### À compléter
[A] Selon la note sur la réforme de la profession d'avocat, à quelle date l'entrée en vigueur est-elle envisagée ?
[B] Reprenez, s'il vous plaît, la note sur la réforme de la profession d'avocat après sa dernière phrase et poursuivez-en la rédaction.

### Extrait du texte
>>>

22/09/23

Information sur le projet de loi sur la modernisation de la profession d’avocat

L'objectif de cette note est de décrire les lignes de force du projet de loi sur la réforme de la profession d’avocat telle que se présente le texte à l’heure actuelle.

Elle est basée sur le texte qui a été approuvé en Conseil des Ministres en date du 15 septembre dernier.

Nous attirons votre attention sur le fait que ce texte doit encore être envoyé au Conseil d’Etat, aux Ordres communautaires, à l’APD et aux Communautés pour avis. 

Le texte sera également soumis pour avis à la Cour de Cassation et au collège des Procureurs Généraux.

Des modifications seront donc peut-être envisagées à ce niveau.

Après une deuxième lecture en Conseil des ministres, il sera déposé à la Chambre des Représentants.

Dans l’état actuel du texte, l’entrée en vigueur serait envisagée pour le 1er juin 2024.

Il nous paraissait cependant important que vous soyez informés dès à présent de son contenu.

1. RAPPEL HISTORIQUE

A la fin du mois de novembre 2022, le cabinet du Ministre de la Justice a fait part aux Ordres Communautaires de sa volonté de modifier certains textes en vue de moderniser la profession d’avocat.

Ceci permettait d’achever un triptyque visant à réformer les professions juridiques : les notaires, les huissiers et enfin les avocats.

Les propositions se basaient sur quatre axes à savoir :

  1. Supervision et discipline,
  2. Organisation
  3. Entreprenariat et indépendance
  4. Stage

Les Ordres Communautaires ont collaboré ensemble de manière à transmettre au Ministre les éléments qui paraissaient importants pour la profession. Ils ont pu également compter sur la collaboration des barreaux pour ce faire.

2. LE TEXTE ACTUEL

2.1. Objectifs poursuivis

L’exposé des motifs relate que les différents objectifs rappelés ci-avant sont, selon le Ministre, atteints.

Ainsi en résumé, l’on peut lire :

Le contrôle

Un premier objectif est d'améliorer davantage le contrôle de la profession d'avocat, par les avocats mêmes, afin que la qualité de la profession puisse continuer à être garantie.

Le projet de loi n'est pas une simple loi réparatrice, mais vise à fournir la base d'enquêtes disciplinaires plus indépendantes et d'une plus grande implication du plaignant dans la procédure,

Le principe en vertu duquel le dossier disciplinaire d’un avocat doit être instruit par ses pairs en toute indépendance était, et reste, d'application.

Le rôle du bâtonnier est toutefois réévalué. Ainsi, le bâtonnier n’effectuera plus lui-même l'enquête disciplinaire, mais celle-ci sera menée par des enquêteurs. 

Le bâtonnier ou, dans certains cas, le président du conseil de discipline devient aussi partie à la procédure disciplinaire et peut être entendu à l'audience et déposer des conclusions.

<<<

### Extrait des données

>>>

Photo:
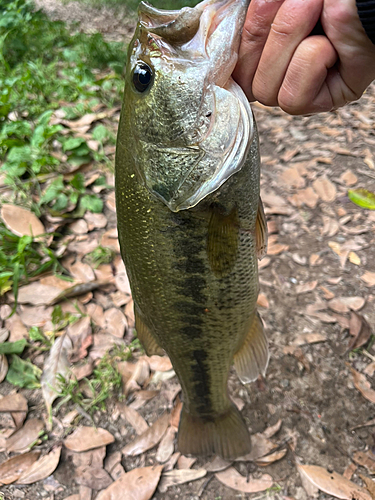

<<<

### Réponses par tâche
[A] Le 1er juin 2024.

[B]
La position du plaignant obtient l’attention nécessaire. Dans certains cas, le plaignant a également la possibilité de porter plainte disciplinaire directement auprès du secrétaire du conseil de discipline d’appel. Par ailleurs, le bâtonnier se voit désormais attribuer explicitement la mission de concilier les parties à une plainte. La position du plaignant est renforcée davantage en l'associant plus étroitement à la procédure disciplinaire.

L’entreprenariat

Le deuxième objectif du projet de loi consiste à prendre quelques mesures afin de conférer à l'avocat une marge de manœuvre supplémentaire en tant qu'entrepreneur, sans perdre de vue les valeurs fondamentales de la profession.

Ainsi, il est ancré dans la loi que la profession d'avocat peut également être exercée sous le statut d’employé. Cela peut être l'un des facteurs incitant les avocats à continuer à exercer la profession, mais cela peut aussi certainement offrir aux cabinets des possibilités de se différencier davantage et de se développer en tant qu'entreprises.

Le stage


Cet objectif du projet de loi vise à assurer l'attractivité de la profession et à renforcer les garanties d'une formation de qualité pour les avocats débutants.

L'objectif doit être de préserver la profession de l'hémorragie et les propositions entendent y contribuer.

Le projet de loi propose dès lors que la formation professionnelle d'avocat précède le stage. La réussite de cette formation professionnelle sera une condition pour commencer le stage proprement dit.

Liée à la formation professionnelle préalable, la durée de la période de stage est raccourcie.

En outre, le maître de stage fait également l'objet d'une attention particulière. En effet, un stage correct et de qualité dépend aussi en grande partie de la qualité et de l'engagement du maître de stage.

Enfin, comme pour tous les avocats, l'avocat stagiaire peut bénéficier du statut d’employé.

2.2 Quelques points d’attention concrets

  • Concertation structurelle

Il y aura une concertation structurelle au niveau national entre le collège des cours et tribunaux, le collège du Ministère public, et les Ordres communautaires au moins une fois l’an.

  • Stage

Il y aura une séparation de la formation professionnelle et du stage.

Ainsi, une formation préalable devra être organisée pour les stagiaires.

II est proposé de réduire la durée actuelle du stage soit trois ans, du temps passé à la formation professionnelle. Une fois la formation professionnelle et le stage réussis, l’avocat stagiaire peut, s’il a satisfait à toutes les conditions légales, travailler en tant que professionnel à part entière.

L’objectif poursuivi par la modification proposée est d’abord que les obligations de stage ne soient plus déterminées par l’Ordre local mais par les Ordres communautaires. Le maintien des obligations reste toutefois une compétence du conseil de l’Ordre.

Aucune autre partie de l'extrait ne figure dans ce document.